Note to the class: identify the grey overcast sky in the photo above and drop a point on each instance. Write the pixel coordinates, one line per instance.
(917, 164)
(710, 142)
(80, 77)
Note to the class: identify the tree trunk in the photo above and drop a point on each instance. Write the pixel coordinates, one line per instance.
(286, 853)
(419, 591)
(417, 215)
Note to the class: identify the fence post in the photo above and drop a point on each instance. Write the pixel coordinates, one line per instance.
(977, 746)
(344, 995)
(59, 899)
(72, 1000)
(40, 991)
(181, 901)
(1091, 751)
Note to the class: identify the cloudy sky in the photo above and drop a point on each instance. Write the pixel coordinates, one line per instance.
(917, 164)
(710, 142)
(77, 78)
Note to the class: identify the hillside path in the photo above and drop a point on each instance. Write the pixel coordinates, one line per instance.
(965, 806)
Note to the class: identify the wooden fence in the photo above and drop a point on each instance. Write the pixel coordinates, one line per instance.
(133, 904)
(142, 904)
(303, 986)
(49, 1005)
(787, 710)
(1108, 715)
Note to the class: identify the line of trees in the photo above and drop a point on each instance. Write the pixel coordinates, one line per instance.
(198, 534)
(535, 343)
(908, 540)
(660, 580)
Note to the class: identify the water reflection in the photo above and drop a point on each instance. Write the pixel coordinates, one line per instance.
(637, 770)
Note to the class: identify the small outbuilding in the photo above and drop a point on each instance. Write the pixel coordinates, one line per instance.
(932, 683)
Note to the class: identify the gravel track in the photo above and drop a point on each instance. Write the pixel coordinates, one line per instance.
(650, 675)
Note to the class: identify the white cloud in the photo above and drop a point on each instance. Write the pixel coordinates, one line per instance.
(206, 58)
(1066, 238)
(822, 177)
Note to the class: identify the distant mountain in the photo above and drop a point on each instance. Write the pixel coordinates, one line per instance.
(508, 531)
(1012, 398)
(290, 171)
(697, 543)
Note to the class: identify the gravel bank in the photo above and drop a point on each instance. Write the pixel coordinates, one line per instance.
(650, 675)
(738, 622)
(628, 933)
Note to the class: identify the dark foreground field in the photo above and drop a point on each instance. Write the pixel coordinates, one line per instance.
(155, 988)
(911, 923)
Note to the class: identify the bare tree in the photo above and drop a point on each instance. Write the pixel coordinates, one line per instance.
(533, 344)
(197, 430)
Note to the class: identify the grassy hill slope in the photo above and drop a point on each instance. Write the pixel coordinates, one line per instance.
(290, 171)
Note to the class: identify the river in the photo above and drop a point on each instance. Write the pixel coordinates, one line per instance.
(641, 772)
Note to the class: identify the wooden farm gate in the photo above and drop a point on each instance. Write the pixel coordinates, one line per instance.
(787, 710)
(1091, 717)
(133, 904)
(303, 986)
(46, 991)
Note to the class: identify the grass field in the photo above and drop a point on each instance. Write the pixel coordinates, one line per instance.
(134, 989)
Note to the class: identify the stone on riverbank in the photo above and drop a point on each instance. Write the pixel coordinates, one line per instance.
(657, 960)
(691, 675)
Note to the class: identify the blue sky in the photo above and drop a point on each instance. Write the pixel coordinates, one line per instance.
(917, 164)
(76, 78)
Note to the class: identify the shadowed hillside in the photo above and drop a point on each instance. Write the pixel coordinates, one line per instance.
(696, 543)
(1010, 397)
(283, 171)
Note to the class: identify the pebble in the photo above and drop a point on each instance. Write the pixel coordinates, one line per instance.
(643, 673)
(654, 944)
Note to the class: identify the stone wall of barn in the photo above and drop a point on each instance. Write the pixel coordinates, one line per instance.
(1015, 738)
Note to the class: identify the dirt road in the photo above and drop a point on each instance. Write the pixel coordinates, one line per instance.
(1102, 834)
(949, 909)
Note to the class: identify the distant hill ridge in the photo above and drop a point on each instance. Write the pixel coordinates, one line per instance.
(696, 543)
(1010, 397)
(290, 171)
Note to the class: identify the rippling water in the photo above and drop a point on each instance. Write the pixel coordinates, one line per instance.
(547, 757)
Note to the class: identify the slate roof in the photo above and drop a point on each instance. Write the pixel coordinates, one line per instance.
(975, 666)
---*---
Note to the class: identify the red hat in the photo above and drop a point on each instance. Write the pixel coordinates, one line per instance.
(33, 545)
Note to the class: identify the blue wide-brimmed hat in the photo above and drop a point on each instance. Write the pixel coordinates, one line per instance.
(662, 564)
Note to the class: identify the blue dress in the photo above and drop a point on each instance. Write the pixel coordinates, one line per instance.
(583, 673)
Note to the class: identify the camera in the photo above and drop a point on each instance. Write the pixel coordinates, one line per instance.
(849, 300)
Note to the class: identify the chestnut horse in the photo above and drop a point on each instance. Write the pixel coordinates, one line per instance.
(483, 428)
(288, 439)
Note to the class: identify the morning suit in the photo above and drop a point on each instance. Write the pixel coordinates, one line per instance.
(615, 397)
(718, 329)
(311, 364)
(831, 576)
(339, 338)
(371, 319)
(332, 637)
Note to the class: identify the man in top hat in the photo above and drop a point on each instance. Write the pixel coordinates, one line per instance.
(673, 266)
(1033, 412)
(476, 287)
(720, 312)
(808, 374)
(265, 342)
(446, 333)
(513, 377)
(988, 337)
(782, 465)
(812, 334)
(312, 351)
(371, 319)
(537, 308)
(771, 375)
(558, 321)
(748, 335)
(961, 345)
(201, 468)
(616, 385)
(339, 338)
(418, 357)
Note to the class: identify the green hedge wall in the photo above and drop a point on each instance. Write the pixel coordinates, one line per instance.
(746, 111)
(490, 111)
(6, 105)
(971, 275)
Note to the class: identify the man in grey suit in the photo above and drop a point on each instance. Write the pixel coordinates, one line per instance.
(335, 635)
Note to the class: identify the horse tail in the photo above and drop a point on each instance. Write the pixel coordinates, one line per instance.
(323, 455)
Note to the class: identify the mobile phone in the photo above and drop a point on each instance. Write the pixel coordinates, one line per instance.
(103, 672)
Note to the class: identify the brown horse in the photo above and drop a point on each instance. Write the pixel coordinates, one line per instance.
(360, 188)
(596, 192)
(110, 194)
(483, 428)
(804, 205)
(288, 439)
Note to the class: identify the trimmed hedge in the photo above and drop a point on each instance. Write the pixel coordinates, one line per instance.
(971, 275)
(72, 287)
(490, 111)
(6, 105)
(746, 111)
---*---
◆ Given problem: Count the lines in the entries above that contain the word "wooden". Reply with the number only.

◆ In response: 2